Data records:

↓

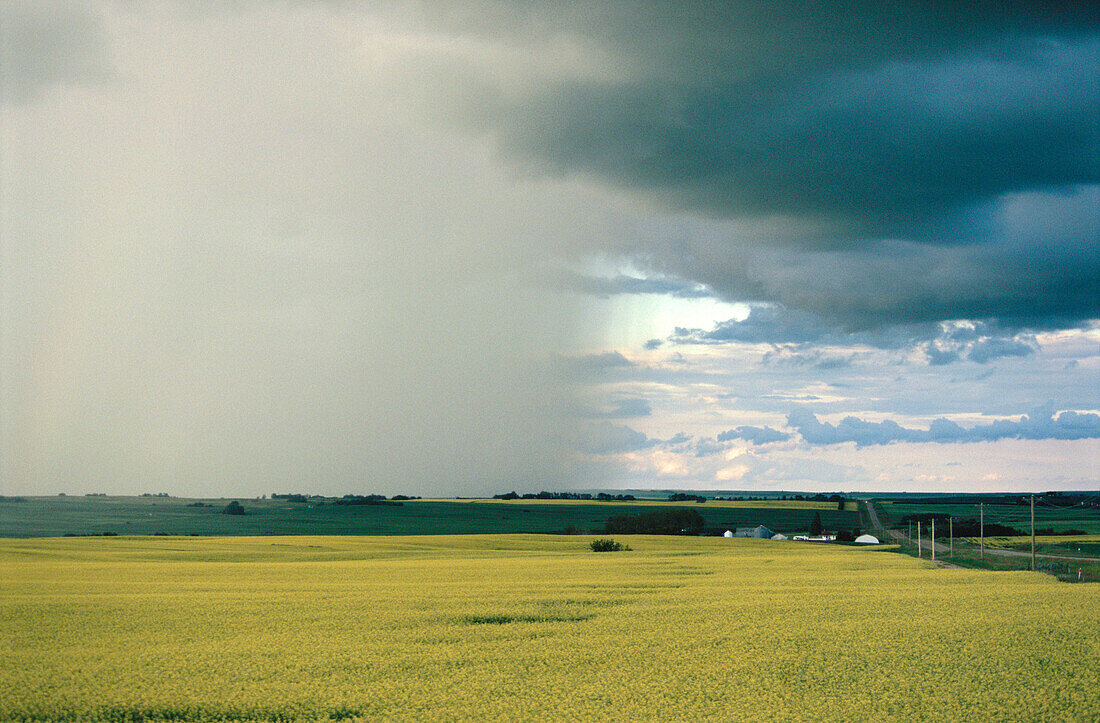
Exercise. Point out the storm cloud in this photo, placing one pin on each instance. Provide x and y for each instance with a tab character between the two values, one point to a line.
1040	424
873	164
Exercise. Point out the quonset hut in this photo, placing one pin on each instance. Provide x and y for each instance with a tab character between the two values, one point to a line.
760	532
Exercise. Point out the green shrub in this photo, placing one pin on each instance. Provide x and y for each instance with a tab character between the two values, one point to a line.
605	546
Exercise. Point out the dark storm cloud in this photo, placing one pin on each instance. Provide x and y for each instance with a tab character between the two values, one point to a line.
1038	424
868	113
793	332
43	44
607	438
875	163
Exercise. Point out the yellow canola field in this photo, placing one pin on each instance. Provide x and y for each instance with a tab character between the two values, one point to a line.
530	627
1019	540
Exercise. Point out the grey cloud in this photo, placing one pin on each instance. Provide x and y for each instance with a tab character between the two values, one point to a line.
43	44
622	409
607	438
754	435
989	349
600	364
792	331
616	285
1038	424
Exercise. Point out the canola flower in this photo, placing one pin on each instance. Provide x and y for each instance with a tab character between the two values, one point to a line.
530	627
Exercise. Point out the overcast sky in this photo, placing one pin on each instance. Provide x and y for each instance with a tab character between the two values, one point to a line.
457	249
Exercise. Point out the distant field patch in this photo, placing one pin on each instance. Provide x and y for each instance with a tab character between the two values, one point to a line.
732	504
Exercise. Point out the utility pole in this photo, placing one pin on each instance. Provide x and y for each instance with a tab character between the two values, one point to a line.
982	528
1033	533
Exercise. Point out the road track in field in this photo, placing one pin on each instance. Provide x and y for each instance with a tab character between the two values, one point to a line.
939	547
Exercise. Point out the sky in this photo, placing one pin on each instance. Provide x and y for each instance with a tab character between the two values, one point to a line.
458	249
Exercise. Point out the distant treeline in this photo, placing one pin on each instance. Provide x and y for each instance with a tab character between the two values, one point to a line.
1049	499
602	496
661	522
972	527
347	500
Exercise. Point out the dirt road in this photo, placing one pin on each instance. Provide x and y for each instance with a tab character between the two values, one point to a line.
939	547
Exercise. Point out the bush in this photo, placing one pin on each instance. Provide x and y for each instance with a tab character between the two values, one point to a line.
605	546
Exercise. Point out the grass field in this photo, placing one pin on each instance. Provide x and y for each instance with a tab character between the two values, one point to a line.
78	515
525	627
1066	545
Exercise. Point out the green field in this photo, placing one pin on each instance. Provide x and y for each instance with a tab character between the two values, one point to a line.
1013	515
56	516
530	627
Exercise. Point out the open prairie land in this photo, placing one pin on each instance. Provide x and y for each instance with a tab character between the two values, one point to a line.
56	516
520	627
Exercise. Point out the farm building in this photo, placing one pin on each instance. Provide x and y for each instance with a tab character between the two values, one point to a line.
759	532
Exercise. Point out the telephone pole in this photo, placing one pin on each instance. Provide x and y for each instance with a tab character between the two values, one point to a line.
1033	533
982	528
932	540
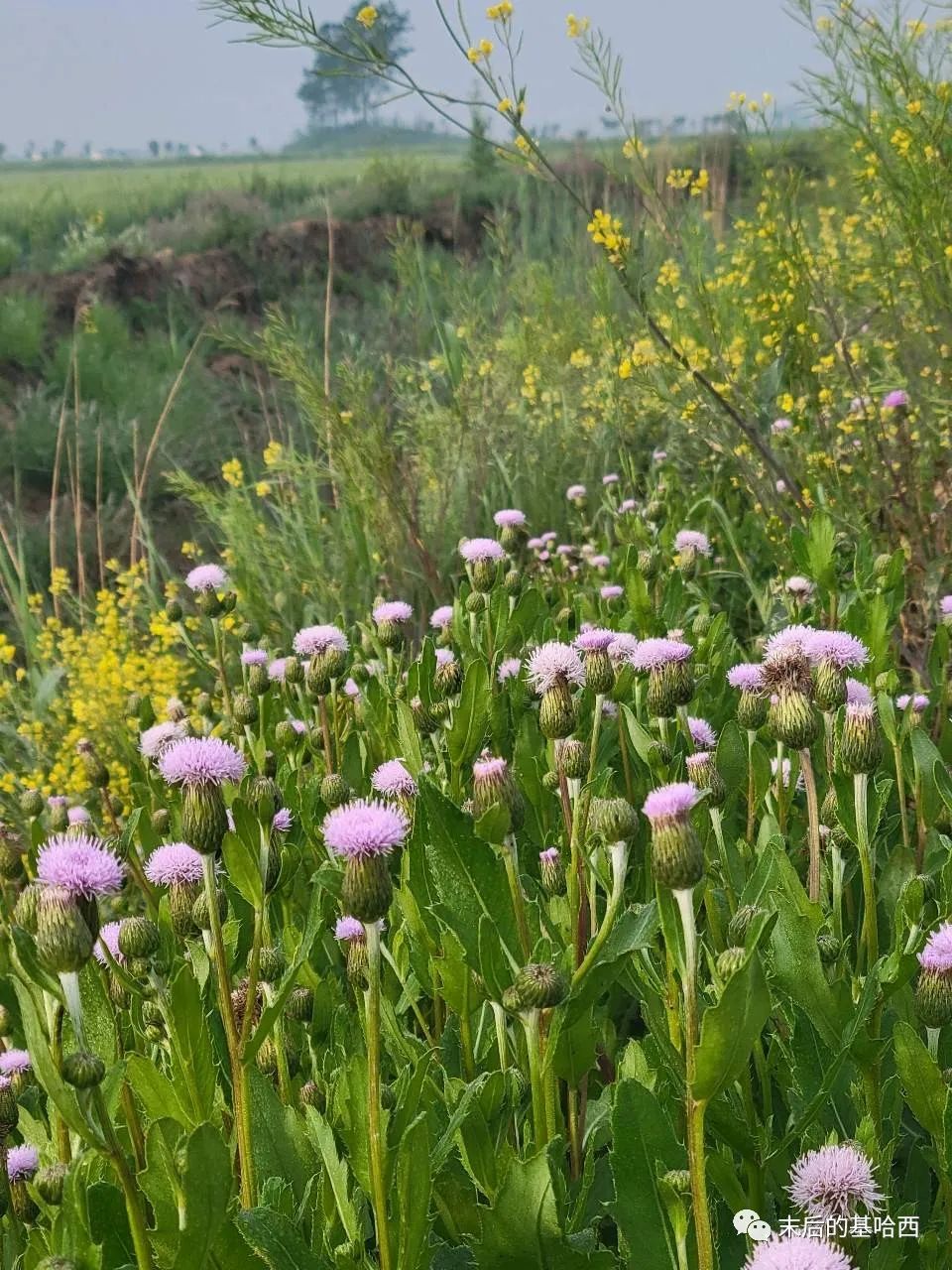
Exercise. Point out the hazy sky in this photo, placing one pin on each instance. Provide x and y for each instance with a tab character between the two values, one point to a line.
116	72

↑

### Task requirements
Leave the pictures out and copy the rest of the data exactly.

### Written answer
Exercise. Point out the storm cloud in this photo, placing one pin on each instance. Provide x and y for each instance with a tab character between the two values, one point to a line.
1040	424
873	164
Exercise. Point out the quonset hut in this photo, placing one pin on each instance. Provide x and y for each instance with a tab character between the two values, one point to a line.
760	532
Exercise. Point out the green shrub in this photo, placing one pin on each instance. Provide x and y for each instance with a tab character between the two values, one point to a line.
605	546
Exercise. Point out the dark storm cloud in this photo, placing one pin on each instance. Provide x and y for each instance with a tab character between the two values, one point to a line.
1038	424
868	113
793	332
43	44
607	438
875	163
Exercise. Point out the yellow canola field in this photo, placing one pin on each instance. Provide x and y for each instance with a tab character between the two values, one point to a line.
530	627
1019	540
Exercise. Point out the grey cloud in this photo, placing one pin on each instance. Provide x and y for each instance with a tab character between the two values, one point to a line.
43	44
622	409
607	438
754	435
989	349
600	364
792	331
616	285
1038	424
Exercise. Point out the canola flower in this photo, placing one pin on each instance. Provide x and y for each instance with a tab character between the two values, one point to a line.
530	627
Exercise. Point out the overcast sky in this photo, placing one pin on each instance. Provide x and y for each instance with a tab character between the two values, one point to a line.
457	249
Exercise. Point out the distant field patch in this photo, placing one pin on each instance. Provide x and y for each instance with a tab character between the two values, one point to a line.
732	504
Exercise. Point out the utility pole in this photo, placing one pin on each instance. Provide x and y for each instance with a tab character between the two values, one point to a line.
982	528
1033	533
Exercise. Point out the road track in field in this photo, placing one pin on each instance. Provide x and y for each instance with a tab character between the two values, one point to a line.
939	547
Exercise. Point out the sky in this photo, placing one pin on each instance. Provide x and y for each instance with a tab character between the two values, one point to a line.
458	249
Exercise. Point out the distant treeline in this photo, placing one pin on each instance. Provide x and y for each instance with a tab character between the two values, one point to a line.
1049	499
602	496
661	522
972	527
347	500
Exercise. Point out the dirt road in this photo, placing one pin on each instance. Provide x and y for each instance with a tab character between the two values, one point to a line.
939	547
Exercise. Point out the bush in this photo, placing one pin on each instance. Provide x and y for each instance with a tab character between the two values, one point to a line.
605	546
Exercise. Point out the grass field in this photo, placing one pin on each instance. Provide x and y for each instance with a tab character between the two values, one point to a line.
78	515
525	627
1066	545
Exercise. Point out the green field in this photo, placing one pin on each instance. Provide x and y for each instance with a tab character between the two values, one point to a line.
1013	515
56	516
530	627
Exercise. Point out the open prairie land in this photo, placing one pin on each instance. Provide x and y for each instance with a tab character between the two values, one point to a line.
56	516
520	627
Exercise. Point out the farm building in this photo, placing one pin on each instance. Provide x and y for each instance with a tab character between the two values, one point to a line.
759	532
Exercise. Point out the telephone pole in this photo, placing one pin on each instance. Provide x and y for each instance with a tab character between the two values, one point to a line.
1033	533
982	528
932	540
Exercise. Point out the hazy sky in this photo, placing one pin on each instance. Provide x and y for each instance with a tab character between the two values, one point to a line.
116	72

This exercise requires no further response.